• **Problem**
From the text about Federweißer below, list every specific food it names as eaten with the drink.

• **Document passage**
◆ ◆ ◆ ◆ ◆ ◆ ◆
Due to the carbonation, Federweißer tastes quite refreshing, not unlike a light grape soda or a sweet sparkling wine. As fermentation progresses, however, Federweißer may increasingly assume a darker, often amber-like or light brown hue. In general, Federweißer is made from white grapes; when made from red grapes, the drink is called Federroter, Roter Sauser, or Roter Rauscher. Federroter is less common than Federweißer. Because of rapid fermentation, Federweißer can not be stored for long and should be consumed within a few days of purchase. As carbonic acid is constantly produced, the bottles can not be sealed airtight and have a permeable lid (they would burst otherwise). They must be stored in an upright position to allow the gas to continuously escape from the bottle and to prevent spilling. Federweißer also contains lactic acid bacteria and a high proportion of vitamins B1 and B2. It has a strong effect on the function of the intestine, especially on its peristalsis.

Depending on the date of the grape harvest, it is available from early September to late October, and is generally served together with savoury food. The classic combination is Federweißer and Zwiebelkuchen, although Federweißer and chestnuts is also popular. . In the south-western part of Germany and neighboring Alsace, it is accompanied by Flammkuchen.

Federweißer contains yeast, lactic acid bacteria, and a large amount of vitamin B_{1} and B_{2}.

== See also ==

- Nouveau

== Notes ==
A.From German Feder, "feather", and weiß, "white"; from the appearance of the suspended yeast.
◆ ◆ ◆ ◆ ◆ ◆ ◆
• **Data records**
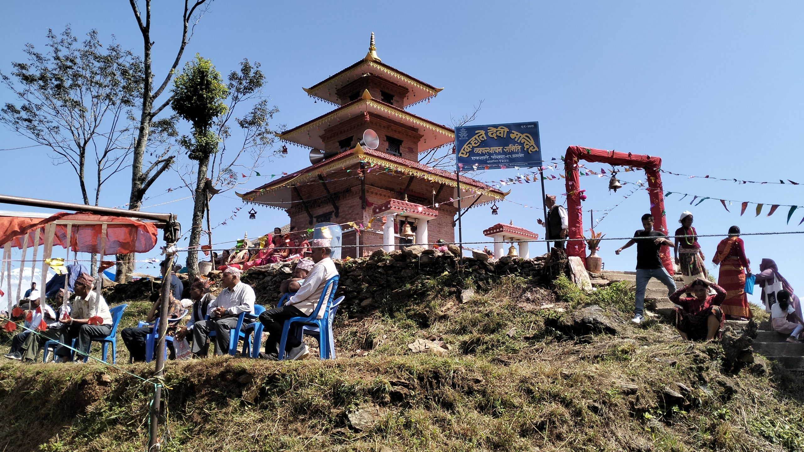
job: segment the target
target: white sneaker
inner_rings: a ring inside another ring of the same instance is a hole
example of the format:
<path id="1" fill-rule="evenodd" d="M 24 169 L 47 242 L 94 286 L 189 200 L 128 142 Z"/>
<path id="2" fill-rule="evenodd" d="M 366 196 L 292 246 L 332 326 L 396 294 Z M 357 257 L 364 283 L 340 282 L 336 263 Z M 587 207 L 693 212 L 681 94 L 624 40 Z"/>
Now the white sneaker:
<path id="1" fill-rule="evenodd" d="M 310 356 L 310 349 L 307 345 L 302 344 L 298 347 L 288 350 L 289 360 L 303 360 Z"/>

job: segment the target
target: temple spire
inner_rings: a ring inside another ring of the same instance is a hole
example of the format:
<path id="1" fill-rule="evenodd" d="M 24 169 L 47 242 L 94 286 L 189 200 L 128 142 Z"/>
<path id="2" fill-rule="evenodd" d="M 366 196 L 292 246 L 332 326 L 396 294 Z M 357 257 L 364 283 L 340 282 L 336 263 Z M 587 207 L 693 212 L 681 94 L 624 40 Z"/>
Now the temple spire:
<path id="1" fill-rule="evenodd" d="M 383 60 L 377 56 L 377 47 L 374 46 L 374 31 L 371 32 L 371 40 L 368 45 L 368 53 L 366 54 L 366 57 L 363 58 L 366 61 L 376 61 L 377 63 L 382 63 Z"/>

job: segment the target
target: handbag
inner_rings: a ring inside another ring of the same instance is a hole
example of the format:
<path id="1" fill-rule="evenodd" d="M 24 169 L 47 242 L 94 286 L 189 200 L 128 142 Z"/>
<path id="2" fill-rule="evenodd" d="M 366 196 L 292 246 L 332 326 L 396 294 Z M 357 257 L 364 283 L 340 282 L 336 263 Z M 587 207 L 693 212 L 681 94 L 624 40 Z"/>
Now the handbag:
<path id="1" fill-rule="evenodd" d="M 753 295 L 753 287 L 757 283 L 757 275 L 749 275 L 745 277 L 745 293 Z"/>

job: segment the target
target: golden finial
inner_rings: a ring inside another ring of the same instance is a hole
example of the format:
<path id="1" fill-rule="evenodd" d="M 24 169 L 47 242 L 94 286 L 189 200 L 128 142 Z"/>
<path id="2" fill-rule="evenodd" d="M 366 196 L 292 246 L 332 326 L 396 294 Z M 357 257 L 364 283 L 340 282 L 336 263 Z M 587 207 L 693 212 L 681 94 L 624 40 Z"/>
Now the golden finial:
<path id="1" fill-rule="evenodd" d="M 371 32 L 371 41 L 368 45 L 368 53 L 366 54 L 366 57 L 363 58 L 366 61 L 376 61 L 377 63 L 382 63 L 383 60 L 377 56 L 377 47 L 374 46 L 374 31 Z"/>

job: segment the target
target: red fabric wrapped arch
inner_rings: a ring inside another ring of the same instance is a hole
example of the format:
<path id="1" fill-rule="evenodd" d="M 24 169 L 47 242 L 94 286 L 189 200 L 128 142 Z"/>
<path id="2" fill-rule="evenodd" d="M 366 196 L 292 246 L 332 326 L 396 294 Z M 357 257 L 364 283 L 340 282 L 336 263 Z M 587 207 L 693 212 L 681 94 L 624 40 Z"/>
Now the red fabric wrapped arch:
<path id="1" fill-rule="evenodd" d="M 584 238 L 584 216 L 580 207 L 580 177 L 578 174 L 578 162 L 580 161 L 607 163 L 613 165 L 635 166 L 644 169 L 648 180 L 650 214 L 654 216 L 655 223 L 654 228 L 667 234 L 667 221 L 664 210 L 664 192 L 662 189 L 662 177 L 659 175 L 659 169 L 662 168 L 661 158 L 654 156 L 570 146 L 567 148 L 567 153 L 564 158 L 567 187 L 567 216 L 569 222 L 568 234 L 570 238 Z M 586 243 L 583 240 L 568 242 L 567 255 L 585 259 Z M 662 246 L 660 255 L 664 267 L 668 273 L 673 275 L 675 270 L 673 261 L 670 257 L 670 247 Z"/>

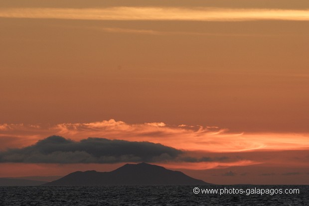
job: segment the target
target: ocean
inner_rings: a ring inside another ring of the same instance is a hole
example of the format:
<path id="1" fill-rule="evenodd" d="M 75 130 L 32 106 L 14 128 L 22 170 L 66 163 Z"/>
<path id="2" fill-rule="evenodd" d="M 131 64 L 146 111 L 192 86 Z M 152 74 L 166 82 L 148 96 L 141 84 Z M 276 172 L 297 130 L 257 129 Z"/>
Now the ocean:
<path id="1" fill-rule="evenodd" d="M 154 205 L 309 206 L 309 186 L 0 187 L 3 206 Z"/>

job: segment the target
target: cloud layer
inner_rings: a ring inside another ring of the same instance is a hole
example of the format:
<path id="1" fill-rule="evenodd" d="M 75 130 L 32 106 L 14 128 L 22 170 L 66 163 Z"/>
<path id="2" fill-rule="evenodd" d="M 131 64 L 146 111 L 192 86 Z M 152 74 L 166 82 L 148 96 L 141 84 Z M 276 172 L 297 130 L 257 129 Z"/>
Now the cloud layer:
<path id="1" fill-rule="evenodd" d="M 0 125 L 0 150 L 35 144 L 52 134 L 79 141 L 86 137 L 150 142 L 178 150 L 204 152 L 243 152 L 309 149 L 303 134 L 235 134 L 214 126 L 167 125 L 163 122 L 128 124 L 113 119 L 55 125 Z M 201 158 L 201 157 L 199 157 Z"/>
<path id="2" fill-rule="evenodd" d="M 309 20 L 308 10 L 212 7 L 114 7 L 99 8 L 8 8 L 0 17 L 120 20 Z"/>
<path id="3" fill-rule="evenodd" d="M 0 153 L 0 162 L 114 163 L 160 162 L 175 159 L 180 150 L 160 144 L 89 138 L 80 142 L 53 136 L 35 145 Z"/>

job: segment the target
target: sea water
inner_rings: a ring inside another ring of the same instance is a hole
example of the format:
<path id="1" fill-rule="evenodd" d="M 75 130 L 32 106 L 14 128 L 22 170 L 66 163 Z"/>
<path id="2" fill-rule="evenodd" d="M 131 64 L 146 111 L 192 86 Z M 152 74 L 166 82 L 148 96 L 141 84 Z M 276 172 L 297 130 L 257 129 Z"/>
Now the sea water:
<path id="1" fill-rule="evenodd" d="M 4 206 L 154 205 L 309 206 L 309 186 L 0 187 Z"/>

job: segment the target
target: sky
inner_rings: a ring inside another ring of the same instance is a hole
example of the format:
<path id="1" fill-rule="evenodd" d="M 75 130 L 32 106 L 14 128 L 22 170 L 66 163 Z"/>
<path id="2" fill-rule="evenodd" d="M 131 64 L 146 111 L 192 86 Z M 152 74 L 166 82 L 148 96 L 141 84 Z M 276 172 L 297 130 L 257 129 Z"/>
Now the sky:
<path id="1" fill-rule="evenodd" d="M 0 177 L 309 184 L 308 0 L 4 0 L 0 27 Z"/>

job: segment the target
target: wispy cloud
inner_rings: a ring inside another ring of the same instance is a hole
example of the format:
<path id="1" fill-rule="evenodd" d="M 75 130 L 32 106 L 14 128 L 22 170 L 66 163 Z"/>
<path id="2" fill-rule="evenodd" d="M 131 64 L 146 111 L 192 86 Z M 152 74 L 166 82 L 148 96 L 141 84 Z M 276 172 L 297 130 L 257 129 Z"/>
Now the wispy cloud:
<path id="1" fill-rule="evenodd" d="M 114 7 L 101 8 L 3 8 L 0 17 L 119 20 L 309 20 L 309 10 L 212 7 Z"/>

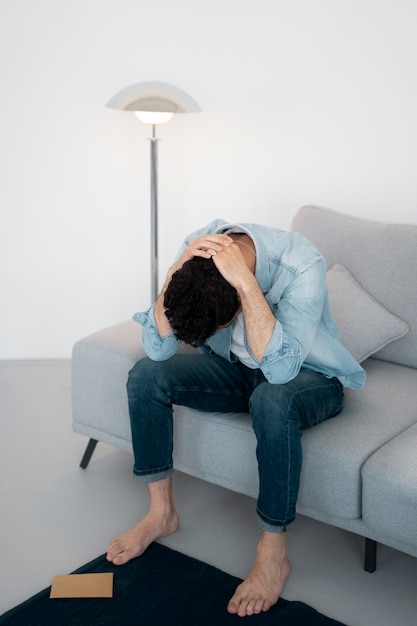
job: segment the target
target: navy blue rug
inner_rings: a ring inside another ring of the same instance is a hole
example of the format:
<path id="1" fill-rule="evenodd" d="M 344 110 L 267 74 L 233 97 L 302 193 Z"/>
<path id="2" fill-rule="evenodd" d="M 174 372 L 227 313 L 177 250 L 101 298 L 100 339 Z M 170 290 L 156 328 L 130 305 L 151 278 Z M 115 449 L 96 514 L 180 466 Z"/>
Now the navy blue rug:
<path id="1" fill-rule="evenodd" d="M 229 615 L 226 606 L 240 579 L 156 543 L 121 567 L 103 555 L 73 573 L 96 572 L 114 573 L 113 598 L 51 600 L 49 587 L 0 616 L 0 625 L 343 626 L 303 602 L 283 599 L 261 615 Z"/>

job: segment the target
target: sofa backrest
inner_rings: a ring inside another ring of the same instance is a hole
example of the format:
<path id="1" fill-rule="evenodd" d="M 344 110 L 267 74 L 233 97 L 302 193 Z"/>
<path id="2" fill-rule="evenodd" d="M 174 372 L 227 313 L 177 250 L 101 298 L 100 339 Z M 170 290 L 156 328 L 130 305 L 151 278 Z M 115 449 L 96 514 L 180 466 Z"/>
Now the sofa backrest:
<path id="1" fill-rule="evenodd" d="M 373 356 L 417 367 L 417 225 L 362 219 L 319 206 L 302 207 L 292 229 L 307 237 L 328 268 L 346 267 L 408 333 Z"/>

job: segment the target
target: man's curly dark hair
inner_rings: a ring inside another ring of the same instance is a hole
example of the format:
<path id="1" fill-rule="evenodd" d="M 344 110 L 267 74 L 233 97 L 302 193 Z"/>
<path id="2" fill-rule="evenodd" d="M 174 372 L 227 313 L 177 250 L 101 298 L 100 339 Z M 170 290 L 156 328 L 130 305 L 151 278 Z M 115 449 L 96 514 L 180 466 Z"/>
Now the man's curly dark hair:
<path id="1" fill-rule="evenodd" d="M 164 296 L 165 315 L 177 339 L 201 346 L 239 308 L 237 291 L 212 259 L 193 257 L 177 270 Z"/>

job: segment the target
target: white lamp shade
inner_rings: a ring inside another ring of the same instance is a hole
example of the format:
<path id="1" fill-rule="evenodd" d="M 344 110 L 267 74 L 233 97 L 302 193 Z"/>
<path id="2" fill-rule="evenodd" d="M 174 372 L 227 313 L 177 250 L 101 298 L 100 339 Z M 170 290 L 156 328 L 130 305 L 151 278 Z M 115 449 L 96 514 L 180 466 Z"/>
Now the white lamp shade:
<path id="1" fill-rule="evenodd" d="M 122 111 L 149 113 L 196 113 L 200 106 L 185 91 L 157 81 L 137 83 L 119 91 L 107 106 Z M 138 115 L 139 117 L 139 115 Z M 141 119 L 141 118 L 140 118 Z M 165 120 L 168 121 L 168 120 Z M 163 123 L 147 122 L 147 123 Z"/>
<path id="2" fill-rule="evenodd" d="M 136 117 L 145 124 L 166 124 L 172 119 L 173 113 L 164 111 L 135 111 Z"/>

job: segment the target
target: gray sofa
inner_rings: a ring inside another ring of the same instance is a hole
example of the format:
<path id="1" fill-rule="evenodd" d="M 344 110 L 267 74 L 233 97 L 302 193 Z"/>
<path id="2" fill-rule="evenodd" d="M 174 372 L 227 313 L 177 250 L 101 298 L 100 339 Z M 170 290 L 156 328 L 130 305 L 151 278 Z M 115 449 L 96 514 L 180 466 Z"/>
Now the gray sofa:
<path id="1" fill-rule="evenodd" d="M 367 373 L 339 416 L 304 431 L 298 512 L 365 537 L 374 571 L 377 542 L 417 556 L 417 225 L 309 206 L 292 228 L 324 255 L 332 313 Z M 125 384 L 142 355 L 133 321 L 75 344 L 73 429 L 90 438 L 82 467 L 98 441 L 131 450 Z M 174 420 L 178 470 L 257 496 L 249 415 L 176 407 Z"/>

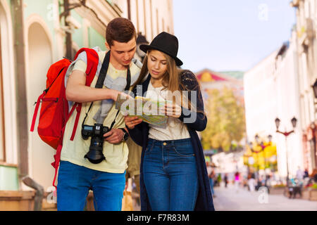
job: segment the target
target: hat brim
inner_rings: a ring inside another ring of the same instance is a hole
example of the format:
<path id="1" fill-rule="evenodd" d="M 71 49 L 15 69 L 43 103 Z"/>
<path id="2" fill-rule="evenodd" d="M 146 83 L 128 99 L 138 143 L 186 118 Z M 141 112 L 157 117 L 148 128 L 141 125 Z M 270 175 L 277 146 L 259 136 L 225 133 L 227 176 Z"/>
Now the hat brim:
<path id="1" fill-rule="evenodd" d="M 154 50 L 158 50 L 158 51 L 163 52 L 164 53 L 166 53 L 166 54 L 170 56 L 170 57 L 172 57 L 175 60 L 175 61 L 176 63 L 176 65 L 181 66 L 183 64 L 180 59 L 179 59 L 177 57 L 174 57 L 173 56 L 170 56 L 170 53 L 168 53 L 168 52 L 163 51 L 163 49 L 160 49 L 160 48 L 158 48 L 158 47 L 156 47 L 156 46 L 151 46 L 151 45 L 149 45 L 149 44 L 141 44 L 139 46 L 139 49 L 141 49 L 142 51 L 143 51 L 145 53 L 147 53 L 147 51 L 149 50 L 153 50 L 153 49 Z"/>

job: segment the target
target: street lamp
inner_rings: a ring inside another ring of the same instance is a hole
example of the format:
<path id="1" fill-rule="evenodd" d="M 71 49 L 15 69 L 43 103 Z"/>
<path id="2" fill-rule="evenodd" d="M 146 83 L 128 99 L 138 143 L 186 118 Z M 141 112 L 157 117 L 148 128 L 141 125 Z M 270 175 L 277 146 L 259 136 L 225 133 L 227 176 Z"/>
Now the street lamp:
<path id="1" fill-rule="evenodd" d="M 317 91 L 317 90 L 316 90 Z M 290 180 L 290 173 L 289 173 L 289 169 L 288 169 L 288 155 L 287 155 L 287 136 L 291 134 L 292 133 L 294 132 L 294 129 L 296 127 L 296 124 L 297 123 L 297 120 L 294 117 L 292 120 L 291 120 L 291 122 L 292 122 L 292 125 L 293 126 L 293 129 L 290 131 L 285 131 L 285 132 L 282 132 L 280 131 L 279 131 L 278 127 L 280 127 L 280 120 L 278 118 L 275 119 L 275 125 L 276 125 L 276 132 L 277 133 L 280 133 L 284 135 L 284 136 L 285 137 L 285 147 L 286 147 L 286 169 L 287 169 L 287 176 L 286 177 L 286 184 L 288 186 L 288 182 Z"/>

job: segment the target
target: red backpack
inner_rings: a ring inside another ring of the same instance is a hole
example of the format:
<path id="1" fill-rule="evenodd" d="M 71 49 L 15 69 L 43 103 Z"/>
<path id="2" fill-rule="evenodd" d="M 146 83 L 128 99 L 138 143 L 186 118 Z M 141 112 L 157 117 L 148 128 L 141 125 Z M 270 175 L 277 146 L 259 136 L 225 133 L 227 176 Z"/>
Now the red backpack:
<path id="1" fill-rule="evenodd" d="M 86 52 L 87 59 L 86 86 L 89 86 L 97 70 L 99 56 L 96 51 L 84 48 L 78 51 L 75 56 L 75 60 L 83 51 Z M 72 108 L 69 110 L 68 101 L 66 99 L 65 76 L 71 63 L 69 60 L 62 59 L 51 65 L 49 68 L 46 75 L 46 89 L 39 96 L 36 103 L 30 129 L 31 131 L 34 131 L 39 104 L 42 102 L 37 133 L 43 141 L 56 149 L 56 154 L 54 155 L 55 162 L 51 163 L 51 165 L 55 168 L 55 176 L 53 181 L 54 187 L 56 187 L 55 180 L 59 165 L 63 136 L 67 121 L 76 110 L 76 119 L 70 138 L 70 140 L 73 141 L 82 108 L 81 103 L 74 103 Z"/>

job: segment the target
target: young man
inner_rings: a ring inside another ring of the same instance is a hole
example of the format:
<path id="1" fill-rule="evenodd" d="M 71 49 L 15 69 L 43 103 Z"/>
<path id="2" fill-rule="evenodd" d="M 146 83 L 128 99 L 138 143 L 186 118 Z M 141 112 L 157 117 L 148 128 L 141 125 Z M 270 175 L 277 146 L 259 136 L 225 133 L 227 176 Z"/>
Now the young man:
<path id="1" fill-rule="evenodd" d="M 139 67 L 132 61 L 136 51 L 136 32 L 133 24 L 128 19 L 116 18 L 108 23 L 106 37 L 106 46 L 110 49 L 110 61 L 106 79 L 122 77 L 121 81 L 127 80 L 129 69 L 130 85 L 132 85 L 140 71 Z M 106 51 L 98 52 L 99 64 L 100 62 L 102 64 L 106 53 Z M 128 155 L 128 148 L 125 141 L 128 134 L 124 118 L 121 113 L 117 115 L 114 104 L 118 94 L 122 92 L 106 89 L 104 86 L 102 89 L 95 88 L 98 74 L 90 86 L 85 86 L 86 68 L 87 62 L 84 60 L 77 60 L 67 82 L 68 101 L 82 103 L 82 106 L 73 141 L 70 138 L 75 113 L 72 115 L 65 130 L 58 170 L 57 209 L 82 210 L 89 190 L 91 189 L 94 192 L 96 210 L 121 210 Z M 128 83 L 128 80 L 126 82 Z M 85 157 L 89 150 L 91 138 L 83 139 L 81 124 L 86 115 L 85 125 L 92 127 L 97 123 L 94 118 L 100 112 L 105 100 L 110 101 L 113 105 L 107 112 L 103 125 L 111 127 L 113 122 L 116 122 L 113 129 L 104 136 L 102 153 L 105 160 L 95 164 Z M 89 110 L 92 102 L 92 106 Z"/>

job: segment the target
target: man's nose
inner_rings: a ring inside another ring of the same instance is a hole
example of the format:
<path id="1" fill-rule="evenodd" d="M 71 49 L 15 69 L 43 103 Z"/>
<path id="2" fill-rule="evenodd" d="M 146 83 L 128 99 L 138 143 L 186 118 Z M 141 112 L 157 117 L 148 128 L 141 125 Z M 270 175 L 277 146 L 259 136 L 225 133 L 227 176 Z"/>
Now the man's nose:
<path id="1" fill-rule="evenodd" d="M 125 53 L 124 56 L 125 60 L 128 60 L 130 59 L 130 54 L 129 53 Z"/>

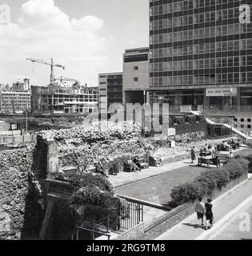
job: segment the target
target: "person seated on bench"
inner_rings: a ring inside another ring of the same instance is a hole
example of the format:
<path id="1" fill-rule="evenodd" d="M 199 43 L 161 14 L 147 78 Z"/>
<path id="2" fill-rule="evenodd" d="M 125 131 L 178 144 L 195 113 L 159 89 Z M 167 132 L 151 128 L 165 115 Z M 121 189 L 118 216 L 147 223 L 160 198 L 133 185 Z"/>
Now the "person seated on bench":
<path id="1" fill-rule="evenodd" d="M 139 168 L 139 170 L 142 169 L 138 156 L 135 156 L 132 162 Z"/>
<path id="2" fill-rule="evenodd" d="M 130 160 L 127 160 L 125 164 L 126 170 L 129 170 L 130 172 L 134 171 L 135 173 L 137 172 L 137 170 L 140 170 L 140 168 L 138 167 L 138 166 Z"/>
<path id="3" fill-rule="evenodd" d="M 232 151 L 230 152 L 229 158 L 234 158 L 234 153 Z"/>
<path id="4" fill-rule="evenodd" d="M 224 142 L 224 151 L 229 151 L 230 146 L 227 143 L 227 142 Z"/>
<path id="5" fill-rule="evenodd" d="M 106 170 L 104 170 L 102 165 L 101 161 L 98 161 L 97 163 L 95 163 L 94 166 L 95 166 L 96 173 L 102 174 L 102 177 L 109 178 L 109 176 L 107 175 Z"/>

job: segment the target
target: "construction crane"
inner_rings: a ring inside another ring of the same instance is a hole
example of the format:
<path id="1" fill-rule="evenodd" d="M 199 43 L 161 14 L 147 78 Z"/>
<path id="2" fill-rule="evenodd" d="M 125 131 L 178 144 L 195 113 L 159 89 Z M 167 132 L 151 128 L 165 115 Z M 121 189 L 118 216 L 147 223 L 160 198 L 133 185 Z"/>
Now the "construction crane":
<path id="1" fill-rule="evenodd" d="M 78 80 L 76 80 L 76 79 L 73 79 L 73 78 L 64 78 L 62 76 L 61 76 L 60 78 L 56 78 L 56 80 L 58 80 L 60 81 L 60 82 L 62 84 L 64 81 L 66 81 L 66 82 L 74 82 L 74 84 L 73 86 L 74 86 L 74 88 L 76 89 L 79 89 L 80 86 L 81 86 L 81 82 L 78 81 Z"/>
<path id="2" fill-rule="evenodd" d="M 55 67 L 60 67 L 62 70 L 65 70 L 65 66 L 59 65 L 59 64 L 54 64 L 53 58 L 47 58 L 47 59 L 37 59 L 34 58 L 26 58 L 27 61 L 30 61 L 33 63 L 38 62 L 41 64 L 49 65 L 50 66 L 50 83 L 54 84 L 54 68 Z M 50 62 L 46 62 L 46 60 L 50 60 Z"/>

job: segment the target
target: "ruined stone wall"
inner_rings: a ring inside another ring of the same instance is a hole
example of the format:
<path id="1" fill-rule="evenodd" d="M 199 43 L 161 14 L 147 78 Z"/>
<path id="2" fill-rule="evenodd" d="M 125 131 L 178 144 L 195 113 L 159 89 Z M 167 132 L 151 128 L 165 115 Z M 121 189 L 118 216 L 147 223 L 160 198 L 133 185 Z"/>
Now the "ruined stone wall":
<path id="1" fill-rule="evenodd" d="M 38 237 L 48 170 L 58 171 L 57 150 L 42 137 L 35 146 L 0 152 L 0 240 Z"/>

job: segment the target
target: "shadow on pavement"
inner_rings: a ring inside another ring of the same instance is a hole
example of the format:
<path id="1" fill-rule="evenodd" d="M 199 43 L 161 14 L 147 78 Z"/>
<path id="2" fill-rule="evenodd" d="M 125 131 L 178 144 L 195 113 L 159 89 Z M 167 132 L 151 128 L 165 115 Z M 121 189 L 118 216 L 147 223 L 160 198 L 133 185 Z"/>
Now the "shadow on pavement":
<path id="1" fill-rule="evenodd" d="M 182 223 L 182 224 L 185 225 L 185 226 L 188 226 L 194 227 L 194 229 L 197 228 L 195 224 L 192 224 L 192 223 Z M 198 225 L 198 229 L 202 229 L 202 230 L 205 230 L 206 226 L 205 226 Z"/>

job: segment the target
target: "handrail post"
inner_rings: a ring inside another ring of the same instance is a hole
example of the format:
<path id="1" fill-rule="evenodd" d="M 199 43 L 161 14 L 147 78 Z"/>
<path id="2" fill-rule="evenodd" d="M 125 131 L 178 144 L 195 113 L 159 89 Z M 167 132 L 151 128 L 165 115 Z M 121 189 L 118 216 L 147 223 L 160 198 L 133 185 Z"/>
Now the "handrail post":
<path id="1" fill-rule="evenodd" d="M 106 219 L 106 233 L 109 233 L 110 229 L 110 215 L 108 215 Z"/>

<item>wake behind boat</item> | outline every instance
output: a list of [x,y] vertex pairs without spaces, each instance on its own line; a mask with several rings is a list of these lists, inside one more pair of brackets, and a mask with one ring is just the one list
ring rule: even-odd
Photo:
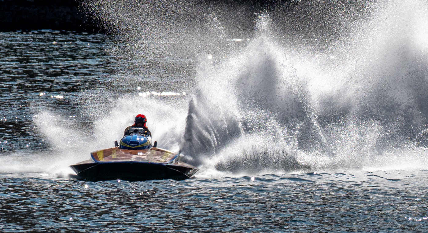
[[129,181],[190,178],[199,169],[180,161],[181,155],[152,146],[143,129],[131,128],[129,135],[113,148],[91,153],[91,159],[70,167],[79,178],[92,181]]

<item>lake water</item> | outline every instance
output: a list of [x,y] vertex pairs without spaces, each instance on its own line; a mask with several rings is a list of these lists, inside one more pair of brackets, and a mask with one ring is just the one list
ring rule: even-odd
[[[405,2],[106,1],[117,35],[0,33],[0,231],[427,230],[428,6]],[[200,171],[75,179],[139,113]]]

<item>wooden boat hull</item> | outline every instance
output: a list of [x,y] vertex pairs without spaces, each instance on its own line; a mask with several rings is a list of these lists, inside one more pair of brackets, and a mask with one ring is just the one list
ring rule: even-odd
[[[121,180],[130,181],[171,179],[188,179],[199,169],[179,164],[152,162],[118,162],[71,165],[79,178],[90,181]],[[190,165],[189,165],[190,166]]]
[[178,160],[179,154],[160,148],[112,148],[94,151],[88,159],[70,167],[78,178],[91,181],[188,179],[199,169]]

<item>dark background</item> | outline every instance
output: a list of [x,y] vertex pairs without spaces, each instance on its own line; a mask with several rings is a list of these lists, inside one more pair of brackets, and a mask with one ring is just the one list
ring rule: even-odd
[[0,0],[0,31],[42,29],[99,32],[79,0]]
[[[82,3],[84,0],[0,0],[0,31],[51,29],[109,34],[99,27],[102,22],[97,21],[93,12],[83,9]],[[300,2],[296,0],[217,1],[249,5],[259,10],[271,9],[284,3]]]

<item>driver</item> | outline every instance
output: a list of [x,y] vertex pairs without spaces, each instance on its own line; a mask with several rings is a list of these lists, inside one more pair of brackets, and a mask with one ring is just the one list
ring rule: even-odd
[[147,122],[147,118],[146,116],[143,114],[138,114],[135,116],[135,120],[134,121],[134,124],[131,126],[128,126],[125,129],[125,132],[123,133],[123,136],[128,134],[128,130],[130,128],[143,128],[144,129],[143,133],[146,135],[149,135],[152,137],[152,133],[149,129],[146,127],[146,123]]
◆ ◆ ◆ ◆ ◆ ◆ ◆
• **Task solution**
Zwiebelkuchen, chestnuts, Flammkuchen